## Text extract
Here is the only picture I could find you Chris, all of the other pictures show the dogs attached to some kind of a critter. This one is a real snuggle bug, photo taken at 7 months old. But he is a tad bit (and by that I mean EXTREMELY) animal aggressive.


----------



## Greg Whelehan (Dec 1, 2008)

mike suttle said:


> Here is the only picture I could find you Chris, all of the other pictures show the dogs attached to some kind of a critter. This one is a real snuggle bug, photo taken at 7 months old. But he is a tad bit (*and by that I mean EXTREMELY) animal aggressive*.


Mike
Does this mean he's on his own when going out to catch *****? Or will he stay focused on the ***** and not worry about another dog working with him?


----------



## Timothy Stacy (Jan 29, 2009)

mike suttle said:


> Here is the only picture I could find you Chris, all of the other pictures show the dogs attached to some kind of a critter. This one is a real snuggle bug, photo taken at 7 months old. But he is a tad bit (and by that I mean EXTREMELY) animal aggressive.

## Dataset section

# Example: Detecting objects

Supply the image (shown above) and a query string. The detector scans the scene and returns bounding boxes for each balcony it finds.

## Problems and tasks
- a) Please say whether each statement agrees with the forum thread, answering yes or no and quoting the deciding words: (i) the photo was taken when the dog was 7 months old; (ii) the other pictures show the dogs on their own; (iii) the dog is described as only slightly animal aggressive.
- b) In one to three sentences, explain why the opening post of the forum thread calls this the only picture that could be found for Chris.

## Responses by task
- a)
(i) Yes: "photo taken at 7 months old."
(ii) No: "all of the other pictures show the dogs attached to some kind of a critter."
(iii) No: "a tad bit (and by that I mean EXTREMELY) animal aggressive."

- b) All of the other pictures show the dogs attached to some kind of a critter. This photo, of the dog at 7 months old, is the only one that doesn't.